• **TEXTO PARA LEITURA**:
┌──

Sirkis – Eles não gostariam que o Gabeira e eu saíssemos, porque a burocracia sozinha não se sustenta, precisa ter – digamos – os emblemas. Mas nós estamos fartos de sermos usados apenas como imagem. Essas tensões que explodem no momento sempre existiram, mas nesse momento chegaram ao ponto de ebulição.
((o)) eco – Você e o Gabeira foram fundadores do PV, você escreveu o manifesto do partido, e como que se chega ao ponto de, agora, se verem encurralados e dominados por esses “burocratas”, menos ideológicos e mais “políticos convencionais”, como você os chama?
Sirkis – O problema principal foi quando o eixo organizacional se deslocou para São Paulo, e começou a haver um fortalecimento dos dirigentes paulistas, que tinham uma visão muito mais pragmática do processo. Eles foram controlando o crescimento do partido na maioria dos estados, sempre fazendo alianças. A questão é que é muito difícil escapar da cultura política brasileira como ela é. A cultura dominante é a do fisiologismo e do clientelismo. Seria um milagre que o Partido Verde permanecesse completamente incólume, mas admito que temos nosso quinhão de responsabilidade nesse processo, para chegarmos ao ponto de sermos minoria dentro do partido que nós mesmos fundamos. O fato é que hoje representamos aproximadamente 40% dentro da Executiva Nacional.
((o)) eco – E vai acontecer, de fato, essa dissidência, essa separação? É possível a criação de um novo partido?
Sirkis – Nesse momento estamos trabalhando com a ideia de criar um movimento, cujo conceito é “o movimento dos verdes e cidadania”. É um conceito, não um nome. O nome ainda não existe. A ideia é que seja um movimento político, que será formado com base em pessoas que vão sair do PV, outras que permanecerão, outras sem partido, e outras mais de partidos diversos, que desejarão ingressar. O movimento busca uma capilaridade nacional intensa, se organizando nas ruas, com uso intensivo da internet e dos mecanismos de redes sociais. O movimento tem a Marina e os dirigentes como pólos de atratividade, mas tem objetivo de delegar o poder de se espalhar, de se auto-organizar, de criar mecanismos de deliberação e escolha através da internet e das ruas.
Como já defendíamos dentro do PV, é uma passagem de bastão para uma nova geração. Essa geração que chamam de “Y”, e que tem uma enorme consciência ambiental. Esse novo movimento quer resgatar essa energia, encontrar as formas da nova democracia, que seja pela consulta intensa nas redes. Em relação às tomadas de decisão, você pode ter 20 mil decidindo ao invés de apenas 20. Vamos investir nisso para que, depois das eleições de 2012, esse movimento possa se tornar um novo partido.

└──

• **TAREFA PROPOSTA A**:
Reescreva o trecho da entrevista de "Sirkis – Nesse" até "e das ruas.", trocando "internet" por "rede".

• **DADOS DO EXERCÍCIO**:
┌──

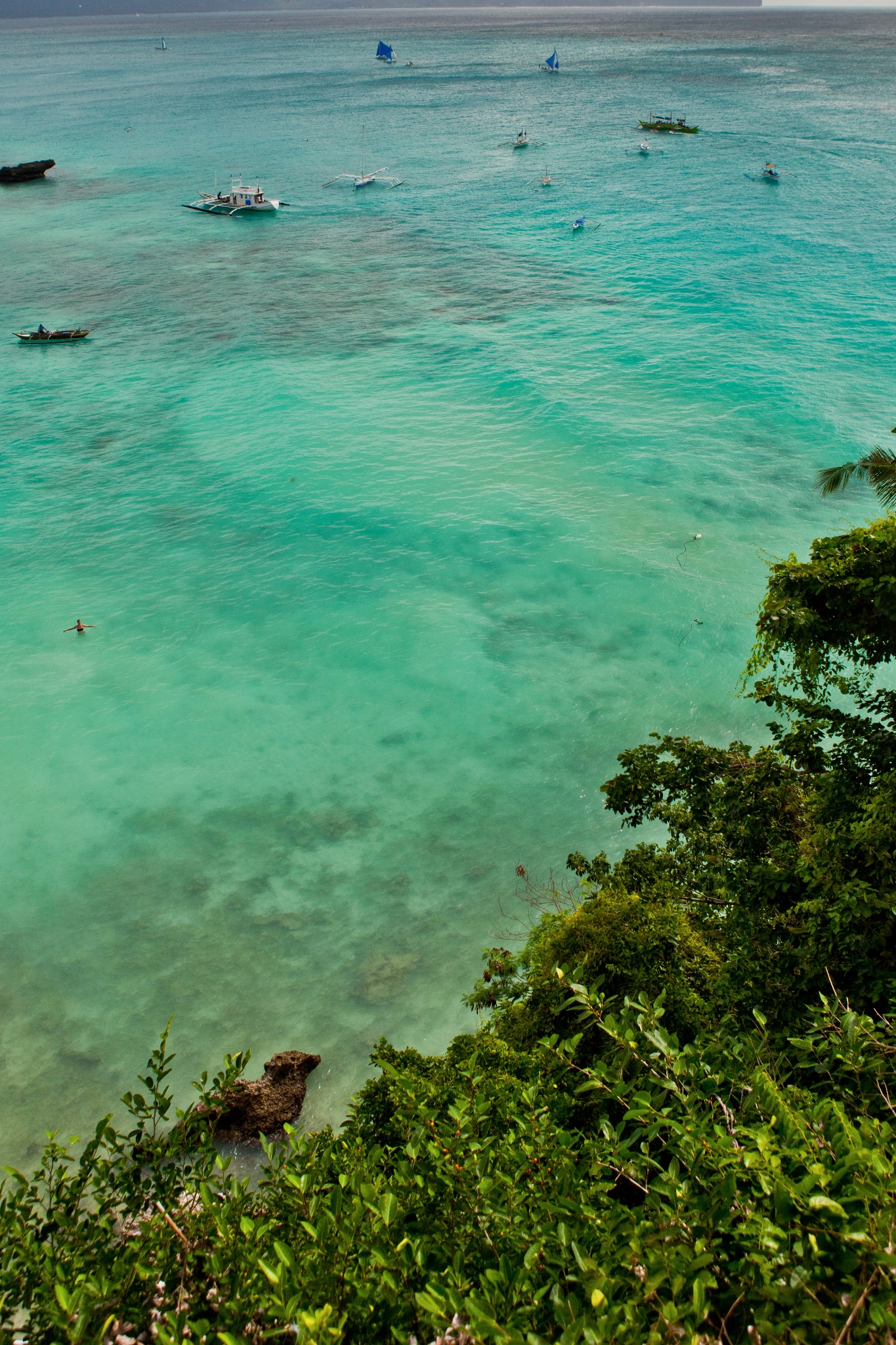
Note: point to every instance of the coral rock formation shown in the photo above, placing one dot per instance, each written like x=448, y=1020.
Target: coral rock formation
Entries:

└──
┌──

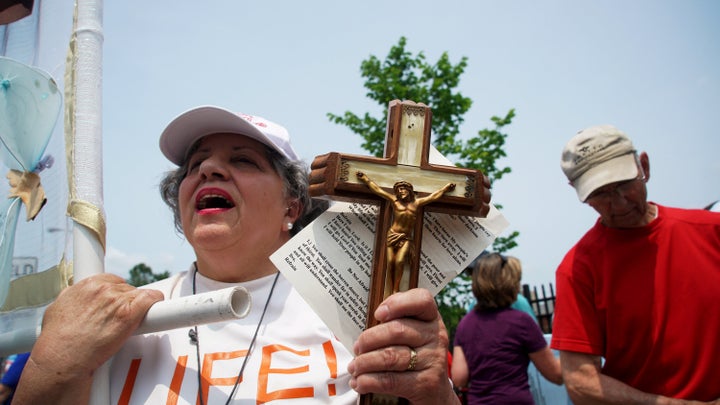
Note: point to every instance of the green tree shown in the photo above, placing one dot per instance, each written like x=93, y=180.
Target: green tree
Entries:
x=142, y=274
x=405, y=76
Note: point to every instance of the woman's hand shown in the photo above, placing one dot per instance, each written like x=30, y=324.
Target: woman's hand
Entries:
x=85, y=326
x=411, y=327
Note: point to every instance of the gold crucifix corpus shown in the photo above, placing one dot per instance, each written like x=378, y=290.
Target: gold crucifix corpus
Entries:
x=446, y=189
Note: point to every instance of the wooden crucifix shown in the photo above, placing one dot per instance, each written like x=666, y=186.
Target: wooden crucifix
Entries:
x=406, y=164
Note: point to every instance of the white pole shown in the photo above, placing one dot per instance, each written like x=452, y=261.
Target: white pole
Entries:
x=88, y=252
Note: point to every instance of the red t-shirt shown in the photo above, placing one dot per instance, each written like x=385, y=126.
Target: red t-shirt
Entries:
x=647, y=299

└──

• **TAREFA PROPOSTA B**:
Transforme em um CSV de duas colunas, "pedido" e "resposta", as linhas dos dados de exercício que vão da linha com "Note: point to every instance of the red" até a linha com "x=647, y=299", incluindo as duas. Cada pedido ocupa uma linha do CSV, com o texto e a resposta em campos entre aspas e as quebras de linha trocadas por espaços.

• **SOLUÇÃO DA TAREFA A**:
Sirkis – Nesse momento estamos trabalhando com a ideia de criar um movimento, cujo conceito é “o movimento dos verdes e cidadania”. É um conceito, não um nome. O nome ainda não existe. A ideia é que seja um movimento político, que será formado com base em pessoas que vão sair do PV, outras que permanecerão, outras sem partido, e outras mais de partidos diversos, que desejarão ingressar. O movimento busca uma capilaridade nacional intensa, se organizando nas ruas, com uso intensivo da rede e dos mecanismos de redes sociais. O movimento tem a Marina e os dirigentes como pólos de atratividade, mas tem objetivo de delegar o poder de se espalhar, de se auto-organizar, de criar mecanismos de deliberação e escolha através da rede e das ruas.

• **SOLUÇÃO DA TAREFA B**:
pedido,resposta
"Note: point to every instance of the red t-shirt shown in the photo above, placing one dot per instance, each written like x=385, y=126. Target: red t-shirt Entries:","x=647, y=299"